» GELESENES ANWENDEN
1. Auf welche Begriffe setzt der Ministerpräsident für die Zeit nach der Pandemie? Zähle alle auf, die der Artikel über den Wahlkampfauftakt der Grünen nennt.
2. Übersetze diesen Satz aus dem Artikel über den Wahlkampfauftakt der Grünen ins Englische: „Die Grünen setzen auf Solaranlagen für jedes Dach und auf mehr öffentlichen Nahverkehr.“

Kirchheim
Grüne planen für die Zeit nach Corona

Landtagswahl Zum Wahlkampfauftakt im Kreis Esslingen sprechen Ministerpräsident Kretschmann und der Fraktionsvorsitzende Andreas Schwarz über die Pandemie und über ihre Zukunftsvorstellungen. Von Andreas Volz

Politische Schwergewichte haben die Grünen im Landkreis Esslingen zu bieten. Das machte gestern zum virtuellen Wahlkampfauftakt Minis­terpräsident Winfried Kretschmann deutlich, der im Wahlkreis Nürtingen antritt: „Außer mir kandidieren hier auch noch unser Fraktionsvorsitzender Andreas Schwarz im Wahlkreis Nürtingen sowie seine Stellvertreterin und unsere wirtschaftspolitische Sprecherin Andrea Lindlohr im Wahlkreis Esslingen.“

Zunächst ging Kretschmann auf das alles beherrschende Thema ein: Corona. Zufrieden zeigte er sich darüber, dass die Inzidenzzahlen jetzt unter 100 Infizierten pro 100 000 Einwohnern liegen: „Wir sind bei knapp über 80 und damit nach Niedersachsen das Bundesland mit der niedrigsten Inzidenz.“ Das sei aber kein Anlass zur Entwarnung: „Die Lage bleibt fragil. Große Unsicherheitsfaktoren sind die neuen Mutanten.“

In diesem Fall weiß der Minis­terpräsident nur zu genau, wovon er spricht: „Zehn Minuten vor der Pressekonferenz, wo ich verkünden wollte, dass wir Grundschulen und Kindertagesstätten in kleinen Schritten wieder öffnen wollen, ereilte uns die Nachricht, dass in Freiburg ausgerechnet in einer Kindertagesstätte die neue Mutante des Virus aufgetreten ist.“ Er zieht daraus folgenden Schluss: „Man sieht, so eine Pandemie ist einfach nicht berechenbar.“

Nächstes Problem: „Der Impfstoff kommt langsamer als gedacht - wobei wir als Land gar nichts dafür können.“ Auf Nachfrage wehrte er sich auch vehement dagegen, die Zuteilungen in einzelnen Landkreisen auseinanderzudividieren: „Wo führt uns das hin? Wenn wir mit den Kreisen anfangen, geht das noch runter auf die einzelnen Kommunen. Fakt ist: Die Impfstoffe, die wir bekommen, werden verimpft, so schnell wie möglich.“

Auf den Wahlkampf als eigentliches Thema kam Winfried Kretschmann erst verspätet zu sprechen, und auch das fing mit Corona an: „Die Einschränkungen werden noch längere Zeit bleiben. Aber es wird ein Leben nach der Pandemie geben.“ Für diese Zeit gelte es die richtigen Weichen zu stellen. Der Ministerpräsident setzt auf „Dekarbonisierung, Digitalisierung und Demokratisierung“. Dekarbonisierung heißt nichts anderes als „weg von der Kohle“. Die Grünen setzen auf Solaranlagen für jedes Dach und auf mehr öffentlichen Nahverkehr.

» GEZEIGTE DATEN
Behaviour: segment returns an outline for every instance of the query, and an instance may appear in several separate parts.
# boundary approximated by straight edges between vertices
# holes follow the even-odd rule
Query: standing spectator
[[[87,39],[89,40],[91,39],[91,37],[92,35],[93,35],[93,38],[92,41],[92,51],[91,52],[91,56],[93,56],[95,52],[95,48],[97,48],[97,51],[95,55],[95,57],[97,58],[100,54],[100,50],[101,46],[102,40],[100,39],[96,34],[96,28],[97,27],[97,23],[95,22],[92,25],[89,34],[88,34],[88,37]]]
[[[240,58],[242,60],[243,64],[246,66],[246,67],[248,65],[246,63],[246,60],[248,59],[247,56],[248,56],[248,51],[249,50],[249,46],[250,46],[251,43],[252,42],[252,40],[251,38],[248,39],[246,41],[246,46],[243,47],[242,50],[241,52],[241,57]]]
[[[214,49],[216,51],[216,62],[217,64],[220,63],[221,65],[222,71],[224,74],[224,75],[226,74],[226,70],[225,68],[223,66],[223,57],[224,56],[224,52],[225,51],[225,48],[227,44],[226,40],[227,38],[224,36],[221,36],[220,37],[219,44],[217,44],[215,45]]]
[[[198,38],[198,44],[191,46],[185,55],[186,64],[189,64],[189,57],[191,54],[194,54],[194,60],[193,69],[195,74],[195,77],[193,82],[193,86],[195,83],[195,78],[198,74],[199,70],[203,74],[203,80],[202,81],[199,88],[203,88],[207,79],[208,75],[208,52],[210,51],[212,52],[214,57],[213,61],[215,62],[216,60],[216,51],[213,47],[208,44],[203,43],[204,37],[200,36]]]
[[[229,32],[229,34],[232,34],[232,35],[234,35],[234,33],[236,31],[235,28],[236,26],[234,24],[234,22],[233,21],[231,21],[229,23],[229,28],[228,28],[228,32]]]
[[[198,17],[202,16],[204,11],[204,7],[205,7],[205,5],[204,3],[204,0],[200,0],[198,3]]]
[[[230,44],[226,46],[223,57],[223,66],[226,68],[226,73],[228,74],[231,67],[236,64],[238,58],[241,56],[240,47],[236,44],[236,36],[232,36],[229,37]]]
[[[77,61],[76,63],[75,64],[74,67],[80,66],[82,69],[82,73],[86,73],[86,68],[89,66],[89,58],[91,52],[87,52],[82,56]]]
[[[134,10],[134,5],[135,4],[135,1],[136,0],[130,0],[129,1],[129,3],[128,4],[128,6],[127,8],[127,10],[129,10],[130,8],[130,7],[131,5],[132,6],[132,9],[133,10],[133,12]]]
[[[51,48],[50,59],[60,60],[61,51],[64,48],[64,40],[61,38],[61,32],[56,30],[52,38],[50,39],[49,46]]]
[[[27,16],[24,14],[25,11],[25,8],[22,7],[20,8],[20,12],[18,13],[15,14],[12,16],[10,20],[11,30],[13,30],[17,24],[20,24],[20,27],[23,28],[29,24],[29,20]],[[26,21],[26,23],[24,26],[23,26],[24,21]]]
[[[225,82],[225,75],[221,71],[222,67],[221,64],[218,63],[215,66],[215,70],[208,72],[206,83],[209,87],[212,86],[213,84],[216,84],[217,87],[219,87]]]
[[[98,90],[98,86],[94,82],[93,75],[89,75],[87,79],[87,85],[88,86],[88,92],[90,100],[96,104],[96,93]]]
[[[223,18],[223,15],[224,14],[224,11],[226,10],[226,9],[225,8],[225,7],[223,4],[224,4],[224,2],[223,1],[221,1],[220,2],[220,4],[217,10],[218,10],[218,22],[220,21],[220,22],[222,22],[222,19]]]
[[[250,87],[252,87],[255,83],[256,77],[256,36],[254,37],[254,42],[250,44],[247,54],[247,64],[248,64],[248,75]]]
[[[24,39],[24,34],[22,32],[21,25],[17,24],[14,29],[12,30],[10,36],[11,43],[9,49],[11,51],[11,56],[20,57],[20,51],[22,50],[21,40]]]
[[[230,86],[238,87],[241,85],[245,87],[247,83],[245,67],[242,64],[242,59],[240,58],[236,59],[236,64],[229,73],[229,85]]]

» ERWARTETE ERGEBNISSE
1. Dekarbonisierung, Digitalisierung, Demokratisierung

2. The Greens are counting on solar panels for every roof and on more public transit.